◆ EXERCISE GOAL ◆
Copy the listing below word for word, keeping every line and number unchanged.

◆ RECORD EXTRACTS ◆

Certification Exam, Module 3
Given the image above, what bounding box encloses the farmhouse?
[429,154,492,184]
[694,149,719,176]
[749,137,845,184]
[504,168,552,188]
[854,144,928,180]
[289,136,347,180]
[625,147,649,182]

◆ ANSWER FOR THE TASK ◆
Certification Exam, Module 3
Given the image above, what bounding box encloses the farmhouse?
[429,154,492,184]
[694,149,719,176]
[749,137,845,184]
[504,168,552,188]
[854,144,928,180]
[289,136,347,180]
[625,147,649,182]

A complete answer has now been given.